- What you are asked to do -
Determine how many lines of the listing contain the word "below". The reply is that number alone.

- Input material -
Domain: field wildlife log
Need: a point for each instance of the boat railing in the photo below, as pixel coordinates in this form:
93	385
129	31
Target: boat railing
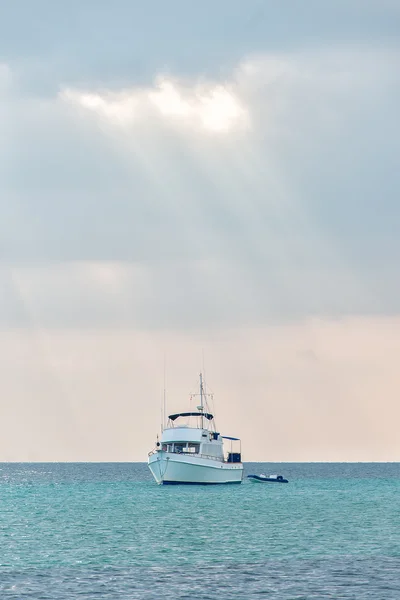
195	454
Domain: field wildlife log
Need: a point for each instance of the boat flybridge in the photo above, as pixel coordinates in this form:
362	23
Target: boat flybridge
191	450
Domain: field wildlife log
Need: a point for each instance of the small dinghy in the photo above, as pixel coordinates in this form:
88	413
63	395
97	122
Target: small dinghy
268	478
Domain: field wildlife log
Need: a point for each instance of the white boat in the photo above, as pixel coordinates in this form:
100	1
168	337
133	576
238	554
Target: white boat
191	450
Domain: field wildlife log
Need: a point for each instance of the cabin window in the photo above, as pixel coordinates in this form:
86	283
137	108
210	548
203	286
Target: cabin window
179	448
193	448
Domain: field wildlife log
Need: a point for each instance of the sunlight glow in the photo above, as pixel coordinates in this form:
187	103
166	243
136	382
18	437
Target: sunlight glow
210	107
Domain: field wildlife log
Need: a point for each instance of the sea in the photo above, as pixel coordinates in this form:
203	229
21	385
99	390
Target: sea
108	531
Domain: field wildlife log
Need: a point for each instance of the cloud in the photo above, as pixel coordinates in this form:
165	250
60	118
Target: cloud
268	194
209	107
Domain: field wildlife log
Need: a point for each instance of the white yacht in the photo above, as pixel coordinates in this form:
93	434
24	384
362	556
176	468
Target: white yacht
191	450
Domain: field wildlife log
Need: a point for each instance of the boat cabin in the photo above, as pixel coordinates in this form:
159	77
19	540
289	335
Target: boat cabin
198	438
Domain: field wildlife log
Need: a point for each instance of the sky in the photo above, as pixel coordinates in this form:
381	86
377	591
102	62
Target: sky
207	186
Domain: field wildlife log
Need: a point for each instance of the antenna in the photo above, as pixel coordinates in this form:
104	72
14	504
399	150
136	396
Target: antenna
164	397
201	401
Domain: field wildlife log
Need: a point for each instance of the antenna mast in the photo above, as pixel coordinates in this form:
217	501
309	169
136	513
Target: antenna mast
164	401
201	401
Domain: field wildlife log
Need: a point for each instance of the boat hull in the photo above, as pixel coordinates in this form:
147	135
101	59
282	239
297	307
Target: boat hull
173	469
257	479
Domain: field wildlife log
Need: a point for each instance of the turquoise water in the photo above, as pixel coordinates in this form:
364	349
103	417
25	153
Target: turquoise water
108	531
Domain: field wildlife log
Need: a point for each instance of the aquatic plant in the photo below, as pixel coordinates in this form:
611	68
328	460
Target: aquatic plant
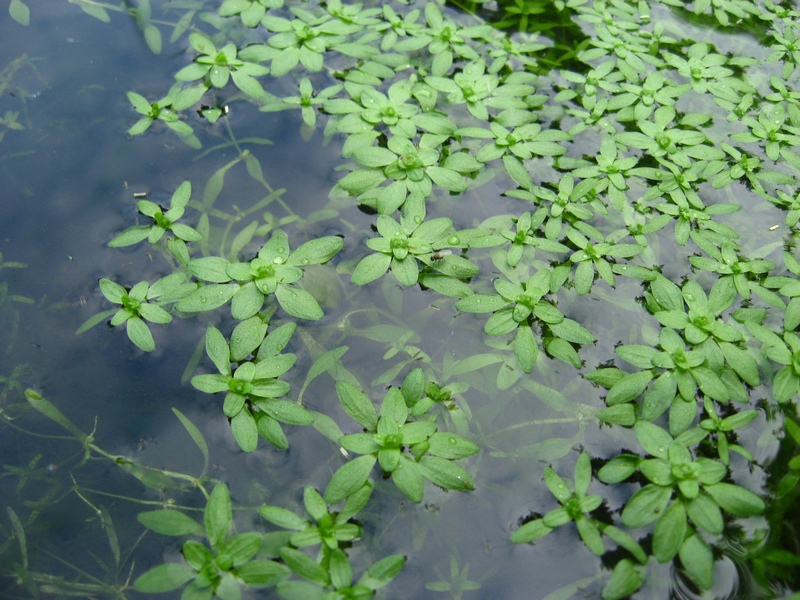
640	151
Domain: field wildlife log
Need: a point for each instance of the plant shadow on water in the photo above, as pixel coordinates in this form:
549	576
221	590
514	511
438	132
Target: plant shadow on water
478	299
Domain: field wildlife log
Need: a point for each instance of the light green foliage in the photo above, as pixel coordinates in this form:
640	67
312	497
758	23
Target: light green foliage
164	221
408	449
217	568
624	159
164	110
253	390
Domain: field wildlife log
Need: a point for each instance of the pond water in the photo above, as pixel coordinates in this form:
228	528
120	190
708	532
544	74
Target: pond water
71	177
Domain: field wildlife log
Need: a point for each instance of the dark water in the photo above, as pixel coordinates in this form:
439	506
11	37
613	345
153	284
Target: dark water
66	187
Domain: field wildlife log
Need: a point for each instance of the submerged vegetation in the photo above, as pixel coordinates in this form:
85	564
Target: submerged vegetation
519	164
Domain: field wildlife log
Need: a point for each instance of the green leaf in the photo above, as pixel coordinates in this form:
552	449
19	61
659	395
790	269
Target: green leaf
447	178
698	561
670	532
646	505
316	252
370	268
705	514
451	446
626	578
628	388
383	571
446	474
217	515
298	302
735	500
621	414
481	303
408	477
357	405
207	297
244	429
131	236
139	334
362	180
304	566
349	478
164	578
170	522
525	348
653	438
283	518
218	351
261	573
44	406
20	12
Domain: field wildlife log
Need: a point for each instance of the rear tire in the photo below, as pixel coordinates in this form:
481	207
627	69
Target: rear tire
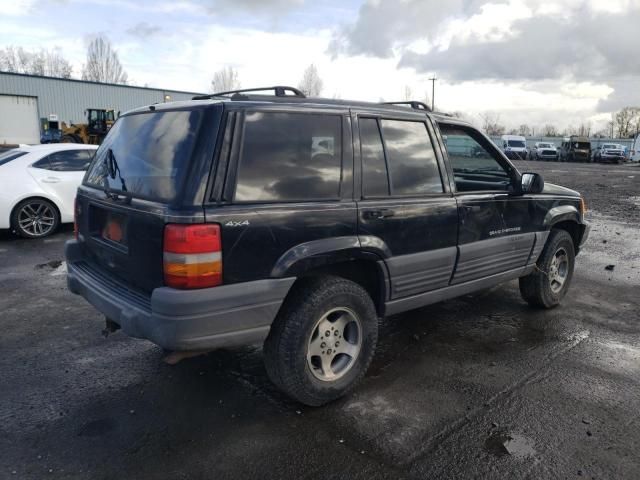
305	362
35	218
547	285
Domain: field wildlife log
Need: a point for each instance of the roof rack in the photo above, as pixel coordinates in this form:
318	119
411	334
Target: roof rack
413	104
279	91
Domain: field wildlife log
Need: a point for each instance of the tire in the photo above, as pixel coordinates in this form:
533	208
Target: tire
547	285
311	310
35	218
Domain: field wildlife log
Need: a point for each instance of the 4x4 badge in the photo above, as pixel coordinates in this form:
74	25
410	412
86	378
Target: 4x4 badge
231	223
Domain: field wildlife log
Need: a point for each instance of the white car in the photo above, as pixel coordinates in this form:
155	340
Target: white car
38	186
545	151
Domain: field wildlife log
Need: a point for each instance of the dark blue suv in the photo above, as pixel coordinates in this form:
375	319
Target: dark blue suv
244	217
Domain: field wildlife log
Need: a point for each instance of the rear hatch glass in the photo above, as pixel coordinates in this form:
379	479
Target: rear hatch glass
146	155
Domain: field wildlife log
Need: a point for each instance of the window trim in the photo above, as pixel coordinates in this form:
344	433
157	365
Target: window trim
384	158
433	147
237	153
499	157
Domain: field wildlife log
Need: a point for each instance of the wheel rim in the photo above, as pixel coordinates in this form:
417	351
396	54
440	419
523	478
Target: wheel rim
334	344
36	218
558	270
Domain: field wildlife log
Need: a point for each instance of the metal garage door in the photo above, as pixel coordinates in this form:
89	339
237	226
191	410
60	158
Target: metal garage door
19	120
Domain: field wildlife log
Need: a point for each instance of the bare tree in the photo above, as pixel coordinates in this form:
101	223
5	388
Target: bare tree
491	124
550	131
524	130
225	80
311	83
103	64
48	63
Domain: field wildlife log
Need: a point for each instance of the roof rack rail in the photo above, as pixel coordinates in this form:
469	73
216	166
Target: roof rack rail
412	103
278	90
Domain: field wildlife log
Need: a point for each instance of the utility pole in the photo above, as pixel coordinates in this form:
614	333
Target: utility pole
433	91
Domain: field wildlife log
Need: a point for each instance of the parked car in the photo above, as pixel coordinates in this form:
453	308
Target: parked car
609	153
575	149
515	147
279	220
38	186
544	151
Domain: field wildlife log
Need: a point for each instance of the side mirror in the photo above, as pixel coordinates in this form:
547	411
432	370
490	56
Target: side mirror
531	183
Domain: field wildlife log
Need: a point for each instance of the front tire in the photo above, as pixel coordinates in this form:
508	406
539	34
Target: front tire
35	218
547	285
322	341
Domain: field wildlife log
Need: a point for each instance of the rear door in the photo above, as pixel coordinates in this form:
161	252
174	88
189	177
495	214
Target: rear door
283	191
496	230
406	212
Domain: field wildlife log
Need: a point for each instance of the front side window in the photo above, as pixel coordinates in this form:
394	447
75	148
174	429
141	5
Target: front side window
6	157
290	156
474	162
413	167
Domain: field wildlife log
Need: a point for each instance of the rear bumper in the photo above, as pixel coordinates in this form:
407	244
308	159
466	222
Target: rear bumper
205	319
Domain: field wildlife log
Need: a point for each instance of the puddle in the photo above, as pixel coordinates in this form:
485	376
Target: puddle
51	264
514	444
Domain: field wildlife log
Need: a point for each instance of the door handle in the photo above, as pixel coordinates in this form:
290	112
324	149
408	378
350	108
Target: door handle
378	214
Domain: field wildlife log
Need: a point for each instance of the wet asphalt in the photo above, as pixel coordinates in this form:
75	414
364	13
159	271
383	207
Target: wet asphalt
477	387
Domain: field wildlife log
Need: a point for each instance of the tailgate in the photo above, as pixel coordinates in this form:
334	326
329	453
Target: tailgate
121	241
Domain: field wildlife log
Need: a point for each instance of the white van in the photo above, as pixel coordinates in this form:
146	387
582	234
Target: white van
634	154
515	147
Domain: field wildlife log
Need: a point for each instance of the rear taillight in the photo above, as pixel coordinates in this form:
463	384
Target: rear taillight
192	256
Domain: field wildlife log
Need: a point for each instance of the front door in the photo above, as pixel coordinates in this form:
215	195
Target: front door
497	229
405	210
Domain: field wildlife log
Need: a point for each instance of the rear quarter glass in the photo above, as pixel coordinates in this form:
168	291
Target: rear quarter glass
151	154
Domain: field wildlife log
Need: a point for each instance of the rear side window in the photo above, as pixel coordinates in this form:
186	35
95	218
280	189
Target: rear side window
69	161
290	156
6	157
375	182
148	154
413	167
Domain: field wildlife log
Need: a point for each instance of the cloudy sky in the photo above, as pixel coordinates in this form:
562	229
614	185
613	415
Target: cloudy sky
530	61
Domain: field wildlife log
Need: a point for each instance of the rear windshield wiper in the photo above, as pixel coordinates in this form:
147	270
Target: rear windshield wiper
111	170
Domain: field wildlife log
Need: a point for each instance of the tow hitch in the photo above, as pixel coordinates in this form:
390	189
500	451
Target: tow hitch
110	327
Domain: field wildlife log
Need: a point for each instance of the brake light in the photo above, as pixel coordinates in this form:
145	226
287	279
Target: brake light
192	256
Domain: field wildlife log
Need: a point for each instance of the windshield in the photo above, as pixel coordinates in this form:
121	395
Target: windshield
146	154
6	157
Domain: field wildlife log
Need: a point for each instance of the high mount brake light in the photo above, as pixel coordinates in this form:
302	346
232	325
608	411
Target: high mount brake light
192	256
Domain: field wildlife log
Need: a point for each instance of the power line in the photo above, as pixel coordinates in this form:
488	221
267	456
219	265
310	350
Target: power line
433	92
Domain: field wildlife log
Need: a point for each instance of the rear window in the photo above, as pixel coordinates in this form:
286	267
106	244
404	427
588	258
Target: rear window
289	157
6	157
146	154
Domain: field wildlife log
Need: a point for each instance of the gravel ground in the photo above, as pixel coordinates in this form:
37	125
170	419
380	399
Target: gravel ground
480	386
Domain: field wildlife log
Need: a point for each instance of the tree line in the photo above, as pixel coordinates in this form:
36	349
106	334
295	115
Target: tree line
102	63
623	124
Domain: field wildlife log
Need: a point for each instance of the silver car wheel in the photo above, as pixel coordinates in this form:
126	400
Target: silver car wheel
335	344
558	270
36	219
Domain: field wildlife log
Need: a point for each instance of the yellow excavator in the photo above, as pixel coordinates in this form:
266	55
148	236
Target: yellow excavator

- Answer space -
3